• _Problem requirements_
Rewrite every row below, changing "drill" to "exercise" wherever it appears and leaving everything else untouched.

• _Material shown_
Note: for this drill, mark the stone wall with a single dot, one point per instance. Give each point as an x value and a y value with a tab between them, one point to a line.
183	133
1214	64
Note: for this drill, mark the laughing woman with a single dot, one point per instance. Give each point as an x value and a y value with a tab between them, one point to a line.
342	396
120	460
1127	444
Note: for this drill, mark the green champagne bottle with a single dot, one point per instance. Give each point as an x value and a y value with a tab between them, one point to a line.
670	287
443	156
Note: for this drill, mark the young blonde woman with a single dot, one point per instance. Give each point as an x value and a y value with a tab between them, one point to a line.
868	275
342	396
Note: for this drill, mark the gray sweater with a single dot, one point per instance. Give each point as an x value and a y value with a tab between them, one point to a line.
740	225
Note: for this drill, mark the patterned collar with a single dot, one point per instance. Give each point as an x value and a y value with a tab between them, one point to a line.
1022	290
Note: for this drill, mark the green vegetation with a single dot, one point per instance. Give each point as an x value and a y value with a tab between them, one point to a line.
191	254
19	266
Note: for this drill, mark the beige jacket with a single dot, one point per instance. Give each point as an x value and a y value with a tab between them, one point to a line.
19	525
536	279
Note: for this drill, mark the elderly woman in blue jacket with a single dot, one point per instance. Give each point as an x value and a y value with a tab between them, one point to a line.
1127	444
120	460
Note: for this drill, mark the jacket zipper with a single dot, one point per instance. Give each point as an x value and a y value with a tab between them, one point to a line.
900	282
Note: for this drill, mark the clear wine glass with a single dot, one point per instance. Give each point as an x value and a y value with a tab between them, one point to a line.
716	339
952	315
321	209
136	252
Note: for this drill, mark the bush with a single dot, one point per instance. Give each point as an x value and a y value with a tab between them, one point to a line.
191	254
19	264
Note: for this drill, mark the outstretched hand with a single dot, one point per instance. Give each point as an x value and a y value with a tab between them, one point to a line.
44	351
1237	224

• _Expected output_
Note: for this exercise, mark the stone wall with a single dot, one point per instance. Give each point as an x value and a y value with a tab between them, one point to a line.
183	133
1214	64
Note: for this exercise, mark the laughing woman with a single dot, one point per instance. Give each point as an x value and a y value with a tab between them, one point to a line.
342	396
120	460
1127	444
Note: for this exercise, mark the green champagne bottle with a single dot, one point per instance. Give each point as an x value and a y value with a tab between them, one point to a line.
670	287
443	156
Note: for this exercise, mark the young blonde woman with a single dot, one point per instance. Give each point as an x value and a y value with a tab between them, one point to a line.
868	275
342	396
Note: for this exercise, mark the gray sweater with a single dot, one point per instance. Give each point as an x value and a y value with a tab between them, one point to a line.
740	225
Note: for this exercise, mark the patterned collar with a single dot, one point per instance. Give each point as an x value and a y value with a tab between them, one point to a line.
1022	290
Note: for this exercise, mark the green vegetation with a single dot, one point per instance. Give each point as an x value and a y value with a tab between them, one point to a line.
191	254
19	266
Note: for this exercise, mark the beige jacket with a single dot, one point per instance. Give each point as an x value and a y value with a tab between them, one point to a line.
19	525
536	279
Note: for this exercise, mark the elderly woman in blue jacket with a single dot, one point per instance. Give each point as an x value and a y value with a tab between them, one point to a line.
1127	444
120	460
Note: for this exercise, mark the jacket zipper with a single dot, one point per instance. Give each point as an x value and a y value with a tab between them, one point to a line.
900	282
Note: for this exercise, mark the clear wine glass with a single dot, one point per instance. Give each point as an x value and a y value with a tab between them, one point to a line.
716	339
952	315
321	209
136	252
Note: for this exercise, mark the bush with a single dot, one point per instance. Give each point as an x value and a y value with a tab between them, one point to a line.
191	254
19	264
Note: for this exercise, mark the outstretched hand with a single dot, one point per instance. Give each point as an x value and a y value with a tab between them, one point to a line.
44	351
1237	224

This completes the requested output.